- **EXERCISE REQUIREMENTS**: Transcribe the listing below line for line, without altering any wording, and omit the pictures from your transcription.

- **INPUT MATERIAL**:
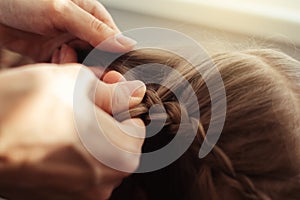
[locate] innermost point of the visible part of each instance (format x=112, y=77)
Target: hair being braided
x=251, y=159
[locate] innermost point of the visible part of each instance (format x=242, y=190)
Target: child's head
x=257, y=155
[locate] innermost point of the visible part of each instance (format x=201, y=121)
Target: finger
x=55, y=57
x=112, y=77
x=114, y=98
x=88, y=28
x=99, y=11
x=98, y=71
x=67, y=55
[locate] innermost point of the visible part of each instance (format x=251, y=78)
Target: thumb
x=87, y=27
x=114, y=98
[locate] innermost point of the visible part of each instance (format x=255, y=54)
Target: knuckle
x=57, y=7
x=99, y=26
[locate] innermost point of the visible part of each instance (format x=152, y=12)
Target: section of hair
x=257, y=155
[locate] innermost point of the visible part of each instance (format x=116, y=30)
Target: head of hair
x=257, y=155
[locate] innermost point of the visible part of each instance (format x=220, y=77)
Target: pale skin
x=41, y=155
x=38, y=28
x=37, y=127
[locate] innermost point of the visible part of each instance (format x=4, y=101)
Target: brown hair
x=257, y=154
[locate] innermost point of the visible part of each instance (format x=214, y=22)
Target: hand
x=37, y=28
x=41, y=156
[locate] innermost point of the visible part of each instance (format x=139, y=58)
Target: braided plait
x=218, y=160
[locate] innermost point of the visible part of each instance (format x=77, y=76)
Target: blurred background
x=218, y=25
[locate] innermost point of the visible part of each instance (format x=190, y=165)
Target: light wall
x=214, y=40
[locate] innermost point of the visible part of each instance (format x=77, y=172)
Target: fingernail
x=139, y=90
x=63, y=52
x=125, y=41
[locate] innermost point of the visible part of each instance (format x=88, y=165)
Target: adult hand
x=36, y=28
x=41, y=156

- **TASK ANSWER**:
[locate] innermost point of the visible part of each instance (format x=112, y=77)
Target: hair being braided
x=251, y=159
[locate] innermost point of the visible part of each instance (format x=242, y=190)
Target: child's head
x=257, y=155
[locate] innermost point of the visible part of each instance (format x=201, y=121)
Target: finger
x=55, y=57
x=112, y=77
x=114, y=98
x=88, y=28
x=99, y=11
x=98, y=71
x=67, y=55
[locate] innermost point of the visible part of each instance (format x=251, y=78)
Target: thumb
x=87, y=27
x=114, y=98
[locate] innermost point of the visible part of each instance (format x=255, y=54)
Target: knuckle
x=57, y=7
x=99, y=26
[locate] innermost point of the visible part of each instance (format x=152, y=12)
Target: section of hair
x=257, y=155
[locate] innermost point of the visible part of each instance (format x=116, y=30)
Target: head of hair
x=257, y=155
[locate] innermost point of the visible part of each instance (format x=220, y=77)
Target: pale skin
x=41, y=155
x=38, y=28
x=37, y=127
[locate] innermost point of the visible part of each instance (format x=4, y=101)
Target: brown hair
x=257, y=154
[locate] innermost point of the visible part of each instance (format x=214, y=22)
Target: hand
x=37, y=28
x=41, y=156
[locate] innermost point of the visible part of each instance (format x=139, y=58)
Target: braided plait
x=218, y=160
[locate] innermost point of the visible part of each instance (format x=77, y=76)
Target: blurred background
x=218, y=25
[locate] innermost point of the visible part of each instance (format x=190, y=165)
Target: light wall
x=214, y=40
[locate] innermost point of the visible part of each instance (format x=77, y=172)
Target: fingernail
x=139, y=90
x=63, y=52
x=125, y=41
[locate] innermost point of the visible part of each instance (format x=88, y=165)
Target: adult hand
x=36, y=28
x=41, y=156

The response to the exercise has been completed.